Begin Listing

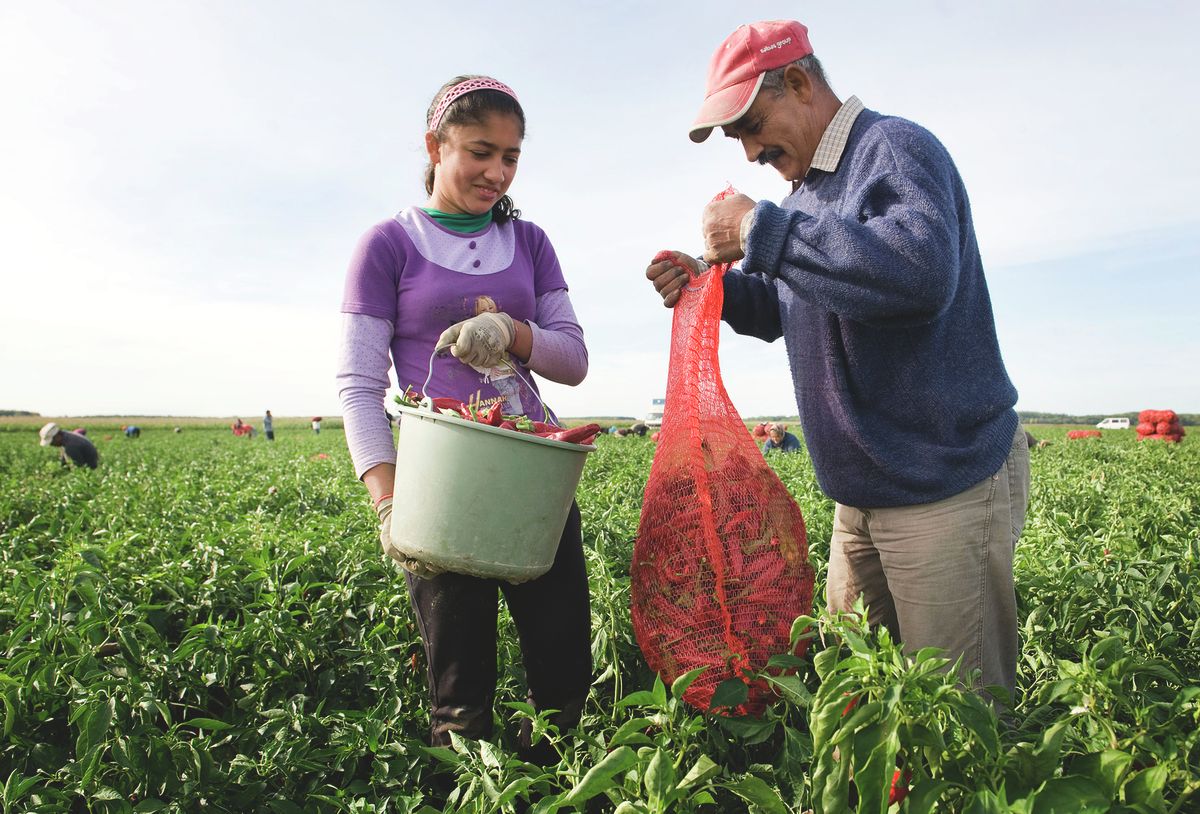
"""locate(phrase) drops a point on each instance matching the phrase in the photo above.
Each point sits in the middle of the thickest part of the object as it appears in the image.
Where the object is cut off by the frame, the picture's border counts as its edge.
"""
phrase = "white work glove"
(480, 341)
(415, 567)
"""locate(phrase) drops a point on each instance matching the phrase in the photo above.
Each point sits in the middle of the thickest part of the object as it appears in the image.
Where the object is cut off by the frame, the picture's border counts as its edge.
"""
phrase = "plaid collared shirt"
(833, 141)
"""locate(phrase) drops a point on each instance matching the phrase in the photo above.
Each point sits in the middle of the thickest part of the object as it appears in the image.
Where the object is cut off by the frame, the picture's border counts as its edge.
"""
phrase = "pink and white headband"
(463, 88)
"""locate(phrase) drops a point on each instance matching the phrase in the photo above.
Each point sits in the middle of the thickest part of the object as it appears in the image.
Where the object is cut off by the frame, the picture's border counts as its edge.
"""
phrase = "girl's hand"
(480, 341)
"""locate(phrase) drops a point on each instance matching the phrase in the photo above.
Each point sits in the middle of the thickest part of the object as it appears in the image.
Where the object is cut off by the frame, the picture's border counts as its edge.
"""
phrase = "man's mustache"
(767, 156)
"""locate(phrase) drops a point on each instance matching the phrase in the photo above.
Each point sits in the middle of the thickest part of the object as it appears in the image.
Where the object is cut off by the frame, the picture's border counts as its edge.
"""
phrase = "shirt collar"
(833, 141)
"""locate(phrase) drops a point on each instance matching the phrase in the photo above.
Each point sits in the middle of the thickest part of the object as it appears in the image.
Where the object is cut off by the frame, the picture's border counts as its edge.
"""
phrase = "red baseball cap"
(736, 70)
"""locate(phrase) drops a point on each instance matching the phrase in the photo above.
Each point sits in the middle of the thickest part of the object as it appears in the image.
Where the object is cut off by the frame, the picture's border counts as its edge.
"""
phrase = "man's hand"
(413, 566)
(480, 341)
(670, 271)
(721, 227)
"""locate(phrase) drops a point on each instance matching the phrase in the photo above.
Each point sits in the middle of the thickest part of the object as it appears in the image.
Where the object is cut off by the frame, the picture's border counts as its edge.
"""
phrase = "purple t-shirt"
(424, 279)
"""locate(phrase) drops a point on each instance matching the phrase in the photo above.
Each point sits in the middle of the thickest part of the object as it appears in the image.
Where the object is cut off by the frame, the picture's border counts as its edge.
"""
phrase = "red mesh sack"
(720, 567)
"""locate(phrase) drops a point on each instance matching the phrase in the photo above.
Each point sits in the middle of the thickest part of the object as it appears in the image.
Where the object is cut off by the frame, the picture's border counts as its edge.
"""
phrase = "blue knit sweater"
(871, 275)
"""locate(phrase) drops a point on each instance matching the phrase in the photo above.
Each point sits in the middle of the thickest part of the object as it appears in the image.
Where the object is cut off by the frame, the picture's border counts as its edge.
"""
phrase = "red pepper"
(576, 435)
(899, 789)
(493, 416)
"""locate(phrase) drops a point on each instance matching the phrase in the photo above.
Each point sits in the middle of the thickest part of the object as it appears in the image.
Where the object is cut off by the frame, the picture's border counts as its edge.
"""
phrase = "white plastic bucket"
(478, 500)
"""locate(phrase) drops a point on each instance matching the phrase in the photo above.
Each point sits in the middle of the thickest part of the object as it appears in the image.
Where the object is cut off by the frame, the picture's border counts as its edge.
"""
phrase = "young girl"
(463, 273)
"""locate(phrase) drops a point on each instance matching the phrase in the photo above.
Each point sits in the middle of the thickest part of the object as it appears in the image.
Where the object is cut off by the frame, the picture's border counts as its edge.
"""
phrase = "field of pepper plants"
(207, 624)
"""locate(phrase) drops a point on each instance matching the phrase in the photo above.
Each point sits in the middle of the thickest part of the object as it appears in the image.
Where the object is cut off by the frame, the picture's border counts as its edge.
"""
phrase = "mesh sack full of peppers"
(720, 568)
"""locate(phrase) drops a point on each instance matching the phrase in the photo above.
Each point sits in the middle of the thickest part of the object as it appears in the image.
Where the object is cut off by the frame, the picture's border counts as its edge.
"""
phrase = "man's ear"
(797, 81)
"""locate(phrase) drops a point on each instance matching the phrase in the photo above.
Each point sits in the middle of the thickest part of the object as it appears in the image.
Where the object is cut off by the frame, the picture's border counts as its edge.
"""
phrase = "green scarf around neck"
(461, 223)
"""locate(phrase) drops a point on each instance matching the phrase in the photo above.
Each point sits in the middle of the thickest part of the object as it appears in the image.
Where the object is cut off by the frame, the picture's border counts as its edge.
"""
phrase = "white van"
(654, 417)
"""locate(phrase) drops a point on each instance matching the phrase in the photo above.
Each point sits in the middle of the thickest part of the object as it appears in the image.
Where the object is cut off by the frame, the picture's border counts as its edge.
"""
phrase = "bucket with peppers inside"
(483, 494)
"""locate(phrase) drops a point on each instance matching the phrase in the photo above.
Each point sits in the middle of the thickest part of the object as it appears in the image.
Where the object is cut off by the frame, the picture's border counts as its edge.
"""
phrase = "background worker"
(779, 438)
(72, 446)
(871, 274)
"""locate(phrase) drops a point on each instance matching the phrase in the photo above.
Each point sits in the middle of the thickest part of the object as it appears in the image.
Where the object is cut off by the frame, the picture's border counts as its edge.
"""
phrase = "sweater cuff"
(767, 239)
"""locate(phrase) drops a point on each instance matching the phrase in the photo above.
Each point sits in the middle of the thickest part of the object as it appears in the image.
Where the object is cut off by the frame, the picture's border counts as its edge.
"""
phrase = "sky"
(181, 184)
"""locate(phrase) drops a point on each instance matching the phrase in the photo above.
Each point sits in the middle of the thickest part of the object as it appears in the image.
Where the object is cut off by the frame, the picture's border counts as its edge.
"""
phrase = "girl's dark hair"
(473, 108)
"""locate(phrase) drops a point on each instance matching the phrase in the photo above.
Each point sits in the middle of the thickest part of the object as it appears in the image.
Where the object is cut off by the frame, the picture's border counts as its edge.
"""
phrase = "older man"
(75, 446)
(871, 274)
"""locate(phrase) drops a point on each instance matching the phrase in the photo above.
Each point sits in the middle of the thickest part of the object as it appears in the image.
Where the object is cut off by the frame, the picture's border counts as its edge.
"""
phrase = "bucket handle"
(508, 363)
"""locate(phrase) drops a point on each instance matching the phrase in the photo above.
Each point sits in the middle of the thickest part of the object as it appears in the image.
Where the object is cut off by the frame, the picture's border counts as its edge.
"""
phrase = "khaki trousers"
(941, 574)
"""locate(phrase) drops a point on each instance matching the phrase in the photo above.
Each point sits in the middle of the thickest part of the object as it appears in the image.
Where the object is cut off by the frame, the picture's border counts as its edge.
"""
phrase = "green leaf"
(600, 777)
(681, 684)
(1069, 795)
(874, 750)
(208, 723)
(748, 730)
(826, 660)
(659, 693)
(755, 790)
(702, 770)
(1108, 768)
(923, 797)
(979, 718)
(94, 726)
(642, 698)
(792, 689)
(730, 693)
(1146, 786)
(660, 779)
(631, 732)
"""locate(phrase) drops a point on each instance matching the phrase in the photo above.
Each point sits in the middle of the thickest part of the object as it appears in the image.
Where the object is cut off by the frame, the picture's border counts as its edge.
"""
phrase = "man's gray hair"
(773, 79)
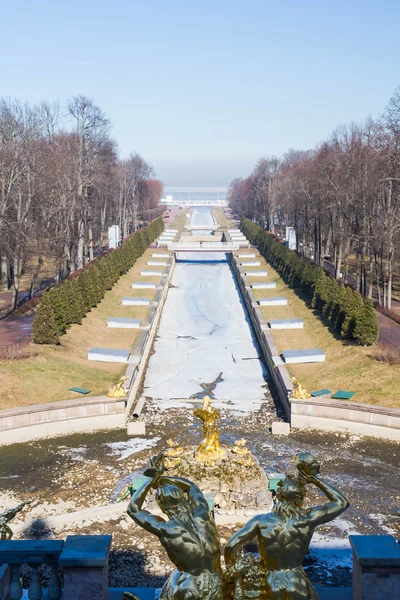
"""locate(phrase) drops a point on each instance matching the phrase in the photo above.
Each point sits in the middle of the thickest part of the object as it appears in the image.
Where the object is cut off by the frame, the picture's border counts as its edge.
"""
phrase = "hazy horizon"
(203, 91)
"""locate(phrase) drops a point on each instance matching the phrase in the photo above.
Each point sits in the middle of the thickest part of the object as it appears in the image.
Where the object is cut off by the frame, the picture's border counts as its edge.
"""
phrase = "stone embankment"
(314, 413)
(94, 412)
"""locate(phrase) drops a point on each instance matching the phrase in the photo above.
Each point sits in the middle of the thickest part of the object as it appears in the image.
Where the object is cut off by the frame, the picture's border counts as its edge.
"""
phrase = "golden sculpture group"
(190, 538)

End Listing
Begin Listing

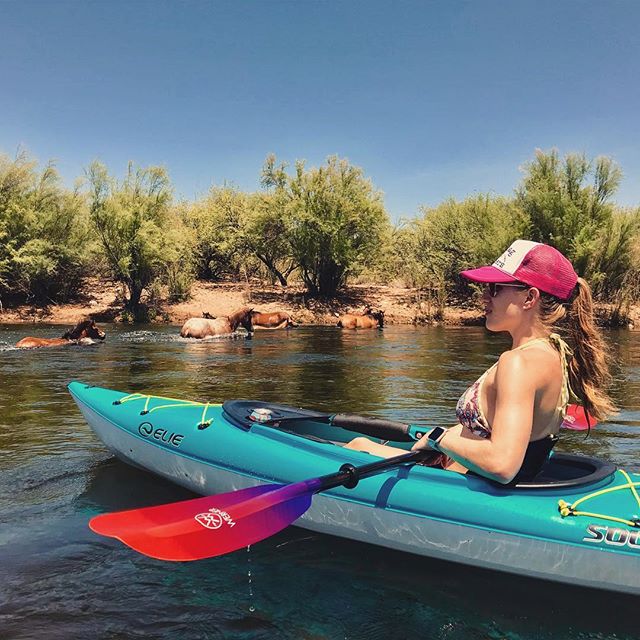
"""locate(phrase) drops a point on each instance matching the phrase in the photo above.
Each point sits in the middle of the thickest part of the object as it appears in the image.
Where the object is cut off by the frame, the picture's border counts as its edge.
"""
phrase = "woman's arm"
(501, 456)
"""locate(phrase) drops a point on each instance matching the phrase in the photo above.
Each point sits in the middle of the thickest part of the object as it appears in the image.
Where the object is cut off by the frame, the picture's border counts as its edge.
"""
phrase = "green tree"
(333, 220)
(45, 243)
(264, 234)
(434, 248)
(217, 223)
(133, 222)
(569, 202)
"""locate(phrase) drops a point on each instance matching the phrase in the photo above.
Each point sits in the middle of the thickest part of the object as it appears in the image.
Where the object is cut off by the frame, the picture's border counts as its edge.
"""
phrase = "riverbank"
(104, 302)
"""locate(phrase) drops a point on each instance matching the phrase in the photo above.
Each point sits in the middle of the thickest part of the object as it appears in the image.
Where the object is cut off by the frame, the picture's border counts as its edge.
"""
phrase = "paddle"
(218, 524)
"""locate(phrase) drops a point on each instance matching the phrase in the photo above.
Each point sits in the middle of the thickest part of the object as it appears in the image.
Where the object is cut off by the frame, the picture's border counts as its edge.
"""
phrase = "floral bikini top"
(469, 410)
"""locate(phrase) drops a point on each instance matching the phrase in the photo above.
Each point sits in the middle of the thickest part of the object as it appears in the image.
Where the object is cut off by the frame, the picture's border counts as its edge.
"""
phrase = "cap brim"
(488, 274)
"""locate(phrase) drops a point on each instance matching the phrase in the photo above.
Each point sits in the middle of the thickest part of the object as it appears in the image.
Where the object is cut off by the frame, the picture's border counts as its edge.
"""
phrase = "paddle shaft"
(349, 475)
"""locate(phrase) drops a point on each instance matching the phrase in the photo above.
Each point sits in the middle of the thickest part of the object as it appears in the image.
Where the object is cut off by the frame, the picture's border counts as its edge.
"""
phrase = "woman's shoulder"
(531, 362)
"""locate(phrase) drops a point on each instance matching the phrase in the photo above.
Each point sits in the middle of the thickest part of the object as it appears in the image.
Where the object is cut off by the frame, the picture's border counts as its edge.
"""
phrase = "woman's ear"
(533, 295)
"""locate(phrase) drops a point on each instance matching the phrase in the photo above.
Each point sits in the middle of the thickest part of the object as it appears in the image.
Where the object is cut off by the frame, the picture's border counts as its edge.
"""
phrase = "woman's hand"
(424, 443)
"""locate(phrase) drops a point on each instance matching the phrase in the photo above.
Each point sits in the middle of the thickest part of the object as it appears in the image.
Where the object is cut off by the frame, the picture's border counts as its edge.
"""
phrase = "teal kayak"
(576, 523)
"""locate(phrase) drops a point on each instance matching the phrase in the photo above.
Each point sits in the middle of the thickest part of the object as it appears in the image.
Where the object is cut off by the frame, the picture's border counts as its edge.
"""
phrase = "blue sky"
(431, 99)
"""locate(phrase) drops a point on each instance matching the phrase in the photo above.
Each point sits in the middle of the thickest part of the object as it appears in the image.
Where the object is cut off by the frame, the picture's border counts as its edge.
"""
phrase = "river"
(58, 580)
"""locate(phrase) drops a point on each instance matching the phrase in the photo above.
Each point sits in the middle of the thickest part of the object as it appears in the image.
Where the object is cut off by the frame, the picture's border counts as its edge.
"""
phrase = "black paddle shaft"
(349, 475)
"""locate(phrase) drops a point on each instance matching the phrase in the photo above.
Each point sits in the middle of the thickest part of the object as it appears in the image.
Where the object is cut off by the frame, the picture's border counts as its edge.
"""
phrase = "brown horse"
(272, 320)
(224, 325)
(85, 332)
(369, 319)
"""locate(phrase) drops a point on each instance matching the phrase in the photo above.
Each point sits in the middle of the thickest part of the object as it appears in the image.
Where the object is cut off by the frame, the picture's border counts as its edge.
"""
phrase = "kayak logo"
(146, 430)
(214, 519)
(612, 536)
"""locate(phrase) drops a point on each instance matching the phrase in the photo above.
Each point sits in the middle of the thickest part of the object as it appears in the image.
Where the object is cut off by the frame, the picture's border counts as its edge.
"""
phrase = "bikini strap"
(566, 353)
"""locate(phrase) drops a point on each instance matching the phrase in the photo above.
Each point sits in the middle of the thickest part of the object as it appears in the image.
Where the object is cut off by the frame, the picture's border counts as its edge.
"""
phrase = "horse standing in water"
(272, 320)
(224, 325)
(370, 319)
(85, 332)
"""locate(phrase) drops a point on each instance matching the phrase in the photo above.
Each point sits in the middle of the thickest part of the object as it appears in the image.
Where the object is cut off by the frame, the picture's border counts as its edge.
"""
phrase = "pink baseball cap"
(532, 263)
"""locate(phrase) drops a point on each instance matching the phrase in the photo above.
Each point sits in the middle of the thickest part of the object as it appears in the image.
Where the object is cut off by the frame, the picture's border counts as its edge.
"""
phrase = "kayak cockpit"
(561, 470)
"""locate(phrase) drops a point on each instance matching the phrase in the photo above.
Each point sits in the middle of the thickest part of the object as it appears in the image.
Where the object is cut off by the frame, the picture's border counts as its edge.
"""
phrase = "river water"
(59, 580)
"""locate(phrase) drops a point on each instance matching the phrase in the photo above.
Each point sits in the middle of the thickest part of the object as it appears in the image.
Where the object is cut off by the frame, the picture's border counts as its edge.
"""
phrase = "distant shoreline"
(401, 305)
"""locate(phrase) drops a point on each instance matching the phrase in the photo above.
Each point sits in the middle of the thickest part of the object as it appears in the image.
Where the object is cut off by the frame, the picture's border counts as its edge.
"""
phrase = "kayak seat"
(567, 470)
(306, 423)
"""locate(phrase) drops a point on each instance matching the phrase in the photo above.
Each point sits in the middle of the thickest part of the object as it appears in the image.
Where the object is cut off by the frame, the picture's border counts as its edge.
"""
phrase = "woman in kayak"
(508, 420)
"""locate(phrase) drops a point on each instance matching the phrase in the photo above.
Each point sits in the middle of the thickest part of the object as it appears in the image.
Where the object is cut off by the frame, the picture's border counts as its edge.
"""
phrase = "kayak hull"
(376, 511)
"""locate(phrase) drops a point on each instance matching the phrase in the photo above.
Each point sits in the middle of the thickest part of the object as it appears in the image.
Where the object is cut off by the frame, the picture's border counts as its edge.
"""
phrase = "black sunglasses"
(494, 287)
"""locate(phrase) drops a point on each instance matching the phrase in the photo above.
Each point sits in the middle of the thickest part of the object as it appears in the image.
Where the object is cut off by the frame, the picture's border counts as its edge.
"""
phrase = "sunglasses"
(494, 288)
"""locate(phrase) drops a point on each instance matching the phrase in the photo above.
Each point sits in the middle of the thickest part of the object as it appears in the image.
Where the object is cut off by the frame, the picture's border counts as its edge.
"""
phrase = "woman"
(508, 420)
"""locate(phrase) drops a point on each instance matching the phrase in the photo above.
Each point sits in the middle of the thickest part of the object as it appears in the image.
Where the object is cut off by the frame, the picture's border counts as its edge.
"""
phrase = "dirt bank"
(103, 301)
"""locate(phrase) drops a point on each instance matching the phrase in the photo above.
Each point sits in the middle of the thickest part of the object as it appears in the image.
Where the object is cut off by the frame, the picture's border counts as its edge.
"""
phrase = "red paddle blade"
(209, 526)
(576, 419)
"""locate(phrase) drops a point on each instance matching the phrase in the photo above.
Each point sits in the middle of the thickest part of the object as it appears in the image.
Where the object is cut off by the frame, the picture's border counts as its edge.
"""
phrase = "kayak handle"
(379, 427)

End Listing
Begin Listing

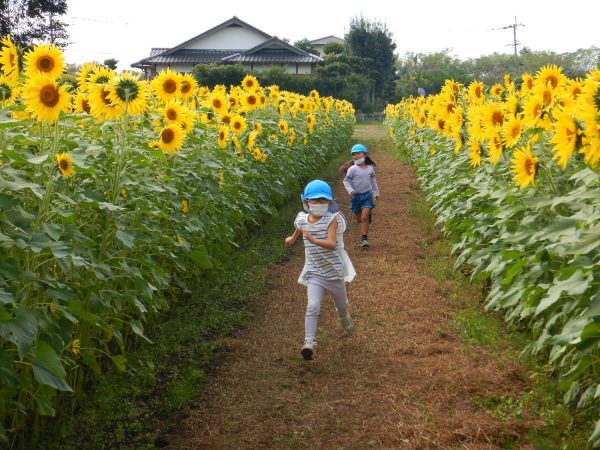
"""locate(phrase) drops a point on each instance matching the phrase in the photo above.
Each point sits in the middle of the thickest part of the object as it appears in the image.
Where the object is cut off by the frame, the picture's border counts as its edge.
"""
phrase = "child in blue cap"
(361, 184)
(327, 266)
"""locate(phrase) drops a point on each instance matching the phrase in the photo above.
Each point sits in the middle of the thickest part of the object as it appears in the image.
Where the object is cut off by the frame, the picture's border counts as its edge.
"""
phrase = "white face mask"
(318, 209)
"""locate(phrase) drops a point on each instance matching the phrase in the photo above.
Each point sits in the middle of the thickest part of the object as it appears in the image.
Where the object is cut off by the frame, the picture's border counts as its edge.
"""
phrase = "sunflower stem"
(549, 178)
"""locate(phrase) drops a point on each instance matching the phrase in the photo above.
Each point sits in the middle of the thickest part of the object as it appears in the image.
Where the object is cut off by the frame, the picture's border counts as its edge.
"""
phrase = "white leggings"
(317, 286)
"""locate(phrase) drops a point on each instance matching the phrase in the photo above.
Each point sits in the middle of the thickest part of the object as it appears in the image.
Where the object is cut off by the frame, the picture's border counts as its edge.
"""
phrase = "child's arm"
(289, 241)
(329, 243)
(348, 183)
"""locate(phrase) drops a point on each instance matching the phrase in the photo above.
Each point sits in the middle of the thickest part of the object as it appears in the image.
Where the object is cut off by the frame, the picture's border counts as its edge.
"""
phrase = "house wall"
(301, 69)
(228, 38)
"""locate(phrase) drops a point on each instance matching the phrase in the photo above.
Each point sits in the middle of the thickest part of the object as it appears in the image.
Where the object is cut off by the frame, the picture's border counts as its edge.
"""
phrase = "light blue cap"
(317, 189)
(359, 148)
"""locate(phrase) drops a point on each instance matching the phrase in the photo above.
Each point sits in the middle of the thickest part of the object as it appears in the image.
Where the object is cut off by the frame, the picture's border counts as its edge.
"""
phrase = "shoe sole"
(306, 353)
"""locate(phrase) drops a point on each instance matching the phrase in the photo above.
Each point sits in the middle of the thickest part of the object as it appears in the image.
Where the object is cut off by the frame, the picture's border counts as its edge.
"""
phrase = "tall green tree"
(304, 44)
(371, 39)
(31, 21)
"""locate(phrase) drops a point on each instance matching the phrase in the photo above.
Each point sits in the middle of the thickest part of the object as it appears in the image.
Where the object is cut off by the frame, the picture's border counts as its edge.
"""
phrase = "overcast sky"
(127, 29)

End Listing

List every line above that contains the word "bikini", copying each one in full. Case matters, so treat capital and lowercase letters as different.

phrase = "floral bikini top"
phrase = "bikini strap"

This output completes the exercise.